Data to use
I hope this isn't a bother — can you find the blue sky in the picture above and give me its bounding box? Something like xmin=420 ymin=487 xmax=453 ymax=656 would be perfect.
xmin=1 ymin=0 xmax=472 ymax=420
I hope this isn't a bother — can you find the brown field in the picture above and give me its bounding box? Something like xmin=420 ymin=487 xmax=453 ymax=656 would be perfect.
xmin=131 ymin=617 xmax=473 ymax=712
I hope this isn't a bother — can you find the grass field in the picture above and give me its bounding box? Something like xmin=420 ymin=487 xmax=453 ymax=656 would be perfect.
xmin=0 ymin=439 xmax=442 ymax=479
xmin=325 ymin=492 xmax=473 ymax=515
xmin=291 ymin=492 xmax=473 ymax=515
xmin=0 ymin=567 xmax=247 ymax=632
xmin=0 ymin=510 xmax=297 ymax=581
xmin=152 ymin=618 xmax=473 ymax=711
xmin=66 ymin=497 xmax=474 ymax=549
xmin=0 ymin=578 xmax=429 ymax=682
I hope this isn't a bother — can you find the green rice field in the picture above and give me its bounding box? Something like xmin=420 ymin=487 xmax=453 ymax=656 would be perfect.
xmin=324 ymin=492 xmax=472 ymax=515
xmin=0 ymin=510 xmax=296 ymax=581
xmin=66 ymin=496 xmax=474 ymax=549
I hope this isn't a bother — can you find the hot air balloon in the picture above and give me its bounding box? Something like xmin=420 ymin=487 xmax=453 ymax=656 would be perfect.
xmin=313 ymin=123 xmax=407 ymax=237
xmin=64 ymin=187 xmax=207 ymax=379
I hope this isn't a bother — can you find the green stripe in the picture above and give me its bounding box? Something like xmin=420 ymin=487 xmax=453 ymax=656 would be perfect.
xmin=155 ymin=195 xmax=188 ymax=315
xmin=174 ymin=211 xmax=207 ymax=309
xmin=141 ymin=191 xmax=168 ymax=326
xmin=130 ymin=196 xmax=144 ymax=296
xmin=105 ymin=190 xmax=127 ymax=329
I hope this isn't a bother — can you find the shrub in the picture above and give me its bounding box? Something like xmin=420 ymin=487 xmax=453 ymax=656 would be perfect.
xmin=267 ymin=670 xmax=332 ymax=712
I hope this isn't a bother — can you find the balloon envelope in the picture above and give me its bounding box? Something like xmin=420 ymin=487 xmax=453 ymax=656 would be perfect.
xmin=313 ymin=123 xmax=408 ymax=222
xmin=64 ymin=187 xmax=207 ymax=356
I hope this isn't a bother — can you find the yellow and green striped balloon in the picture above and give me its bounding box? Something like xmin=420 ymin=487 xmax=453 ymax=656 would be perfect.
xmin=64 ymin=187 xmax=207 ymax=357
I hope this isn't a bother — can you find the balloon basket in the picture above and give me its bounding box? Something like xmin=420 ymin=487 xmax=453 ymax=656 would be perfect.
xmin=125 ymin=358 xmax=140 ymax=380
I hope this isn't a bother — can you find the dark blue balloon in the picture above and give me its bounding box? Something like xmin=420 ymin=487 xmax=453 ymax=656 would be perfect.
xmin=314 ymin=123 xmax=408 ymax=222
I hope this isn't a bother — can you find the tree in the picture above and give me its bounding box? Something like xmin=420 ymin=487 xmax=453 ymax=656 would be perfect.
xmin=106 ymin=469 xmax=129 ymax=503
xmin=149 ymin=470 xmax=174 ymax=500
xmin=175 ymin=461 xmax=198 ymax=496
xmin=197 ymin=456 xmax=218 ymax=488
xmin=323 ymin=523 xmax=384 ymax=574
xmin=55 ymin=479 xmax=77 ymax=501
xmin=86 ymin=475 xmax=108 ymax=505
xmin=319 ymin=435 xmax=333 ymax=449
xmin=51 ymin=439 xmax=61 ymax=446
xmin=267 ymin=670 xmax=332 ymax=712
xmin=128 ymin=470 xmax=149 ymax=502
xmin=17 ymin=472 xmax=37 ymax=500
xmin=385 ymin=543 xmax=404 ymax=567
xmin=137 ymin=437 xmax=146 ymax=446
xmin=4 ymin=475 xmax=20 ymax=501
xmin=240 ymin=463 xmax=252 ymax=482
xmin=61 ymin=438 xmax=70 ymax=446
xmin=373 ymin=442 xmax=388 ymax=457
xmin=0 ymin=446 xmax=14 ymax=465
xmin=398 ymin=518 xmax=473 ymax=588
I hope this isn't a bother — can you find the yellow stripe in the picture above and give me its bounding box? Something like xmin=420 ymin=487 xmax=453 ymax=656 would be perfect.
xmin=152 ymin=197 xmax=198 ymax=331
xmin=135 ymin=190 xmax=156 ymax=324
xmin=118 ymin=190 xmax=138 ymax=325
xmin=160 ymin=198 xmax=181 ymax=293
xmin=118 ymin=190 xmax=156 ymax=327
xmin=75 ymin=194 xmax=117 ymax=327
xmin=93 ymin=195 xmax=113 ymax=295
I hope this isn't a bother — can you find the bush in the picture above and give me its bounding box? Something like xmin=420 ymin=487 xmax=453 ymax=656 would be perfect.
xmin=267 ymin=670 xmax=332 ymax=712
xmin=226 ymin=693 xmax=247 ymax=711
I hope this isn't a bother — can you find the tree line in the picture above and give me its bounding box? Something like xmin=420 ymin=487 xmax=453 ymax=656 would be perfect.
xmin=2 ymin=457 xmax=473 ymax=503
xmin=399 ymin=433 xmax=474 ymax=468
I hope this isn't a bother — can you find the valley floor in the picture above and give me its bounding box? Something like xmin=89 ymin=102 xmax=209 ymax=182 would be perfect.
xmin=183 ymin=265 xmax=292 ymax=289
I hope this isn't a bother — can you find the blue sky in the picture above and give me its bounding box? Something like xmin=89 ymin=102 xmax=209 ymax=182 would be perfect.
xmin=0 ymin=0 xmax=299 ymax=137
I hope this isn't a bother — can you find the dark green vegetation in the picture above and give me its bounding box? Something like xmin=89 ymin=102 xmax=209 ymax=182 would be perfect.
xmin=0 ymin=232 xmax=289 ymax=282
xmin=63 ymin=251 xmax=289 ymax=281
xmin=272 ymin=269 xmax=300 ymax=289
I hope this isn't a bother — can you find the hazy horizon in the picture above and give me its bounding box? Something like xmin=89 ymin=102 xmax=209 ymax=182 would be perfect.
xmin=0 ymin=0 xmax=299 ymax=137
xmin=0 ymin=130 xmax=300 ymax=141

Assignment
Copy all the records above precisely.

Task answer
I hope this isn't a bother — can you find the blue sky in the picture above and give me its bounding box? Something like xmin=420 ymin=487 xmax=453 ymax=656 would be perfect.
xmin=1 ymin=0 xmax=472 ymax=420
I hope this isn't a bother — can you find the brown field in the picture above and give me its bounding box? Something like xmin=420 ymin=487 xmax=453 ymax=656 would be perfect.
xmin=131 ymin=617 xmax=473 ymax=712
I hope this isn't a bother — can you find the grass field in the picture above and give me its bounding box? Something like xmin=420 ymin=487 xmax=453 ymax=656 would be perfect.
xmin=0 ymin=439 xmax=442 ymax=479
xmin=325 ymin=492 xmax=473 ymax=515
xmin=291 ymin=492 xmax=473 ymax=515
xmin=0 ymin=567 xmax=247 ymax=632
xmin=0 ymin=510 xmax=297 ymax=581
xmin=152 ymin=618 xmax=473 ymax=711
xmin=66 ymin=497 xmax=474 ymax=549
xmin=0 ymin=578 xmax=429 ymax=682
I hope this isn't a bother — can you find the green rice field in the picture above and give me its bounding box? Something like xmin=420 ymin=487 xmax=453 ymax=656 would be perfect.
xmin=324 ymin=492 xmax=472 ymax=515
xmin=0 ymin=510 xmax=296 ymax=581
xmin=66 ymin=496 xmax=474 ymax=549
I hope this isn't a bother — can you find the hot air balloon in the picture above and give me its bounding box? Something like xmin=420 ymin=487 xmax=453 ymax=656 would be perfect.
xmin=313 ymin=123 xmax=407 ymax=237
xmin=64 ymin=187 xmax=207 ymax=379
I hope this isn't a bother — can you find the green stripe in the picture above and give me its bounding box? Something like xmin=420 ymin=487 xmax=453 ymax=656 would be perfect.
xmin=155 ymin=195 xmax=188 ymax=315
xmin=174 ymin=211 xmax=207 ymax=309
xmin=141 ymin=191 xmax=168 ymax=326
xmin=130 ymin=196 xmax=144 ymax=296
xmin=105 ymin=190 xmax=127 ymax=329
I hope this isn't a bother — can you find the shrub in the picture above and give me its bounding box? Something like xmin=420 ymin=487 xmax=453 ymax=656 would be perfect.
xmin=267 ymin=670 xmax=332 ymax=712
I hope this isn't a bother — can you find the balloon envelope in the picture above and give me its bounding box? Something like xmin=420 ymin=487 xmax=453 ymax=656 would be perfect.
xmin=313 ymin=123 xmax=408 ymax=222
xmin=64 ymin=187 xmax=207 ymax=356
I hope this isn't a bother — can you find the yellow and green striped balloon in the picture above and give me its bounding box? Something like xmin=420 ymin=487 xmax=453 ymax=656 would be perfect.
xmin=64 ymin=187 xmax=207 ymax=357
I hope this isn't a bother — can you find the balloon basket in the picture above and give me its bounding box? Something like xmin=420 ymin=487 xmax=453 ymax=656 would be perfect.
xmin=125 ymin=358 xmax=140 ymax=380
I hope this isn't a bother — can you find the dark blue balloon in the picture above and give me its bounding box? Something like xmin=420 ymin=487 xmax=453 ymax=656 would be perfect.
xmin=314 ymin=123 xmax=408 ymax=222
I hope this isn't a bother — can you find the tree in the picture above and give me its bounding box? Something like xmin=420 ymin=487 xmax=453 ymax=656 would be perfect.
xmin=106 ymin=469 xmax=129 ymax=503
xmin=149 ymin=470 xmax=174 ymax=500
xmin=175 ymin=461 xmax=198 ymax=496
xmin=197 ymin=456 xmax=218 ymax=488
xmin=323 ymin=523 xmax=384 ymax=574
xmin=55 ymin=479 xmax=77 ymax=501
xmin=86 ymin=475 xmax=108 ymax=505
xmin=319 ymin=435 xmax=333 ymax=449
xmin=51 ymin=439 xmax=61 ymax=446
xmin=267 ymin=670 xmax=332 ymax=712
xmin=128 ymin=470 xmax=149 ymax=502
xmin=17 ymin=472 xmax=37 ymax=500
xmin=385 ymin=543 xmax=404 ymax=567
xmin=137 ymin=437 xmax=146 ymax=446
xmin=4 ymin=475 xmax=20 ymax=501
xmin=240 ymin=463 xmax=252 ymax=482
xmin=61 ymin=438 xmax=70 ymax=446
xmin=373 ymin=442 xmax=388 ymax=457
xmin=0 ymin=446 xmax=14 ymax=465
xmin=398 ymin=518 xmax=473 ymax=588
I hope this isn't a bother — can you find the yellow stripe in the picture above and give me its bounding box? Something like xmin=420 ymin=487 xmax=453 ymax=656 would be perfect.
xmin=152 ymin=197 xmax=198 ymax=331
xmin=135 ymin=190 xmax=156 ymax=324
xmin=118 ymin=190 xmax=138 ymax=325
xmin=160 ymin=198 xmax=181 ymax=293
xmin=118 ymin=190 xmax=156 ymax=327
xmin=75 ymin=194 xmax=117 ymax=327
xmin=93 ymin=195 xmax=113 ymax=295
I hope this isn't a bother — can you find the bush in the picture above and give me its bounding box? Something like xmin=420 ymin=487 xmax=453 ymax=656 would be perfect.
xmin=267 ymin=670 xmax=332 ymax=712
xmin=226 ymin=693 xmax=247 ymax=711
I hope this isn't a bother — can you find the tree line in the picture above and give me its bounding box? Something like xmin=420 ymin=487 xmax=453 ymax=656 would be perfect.
xmin=2 ymin=457 xmax=473 ymax=503
xmin=399 ymin=433 xmax=474 ymax=468
I hope this isn't a bother — can you find the valley floor in the picture above and give me its bounding box? Something like xmin=89 ymin=102 xmax=209 ymax=182 would be perfect.
xmin=183 ymin=265 xmax=292 ymax=289
I hope this isn't a bother — can you find the blue sky in the picture above and give me its bounding box? Something like xmin=89 ymin=102 xmax=209 ymax=182 would be perfect.
xmin=0 ymin=0 xmax=299 ymax=137
I hope this isn't a bother — can you find the dark green vegetation in the picture above and give me its bounding box? Something like xmin=89 ymin=102 xmax=209 ymax=182 would be perfect.
xmin=0 ymin=232 xmax=289 ymax=282
xmin=63 ymin=251 xmax=289 ymax=281
xmin=272 ymin=269 xmax=300 ymax=289
I hope this isn't a bother — can you find the hazy horizon in the picture above and give me its bounding box? Something like xmin=89 ymin=102 xmax=209 ymax=182 would be perfect.
xmin=0 ymin=0 xmax=299 ymax=137
xmin=0 ymin=130 xmax=300 ymax=141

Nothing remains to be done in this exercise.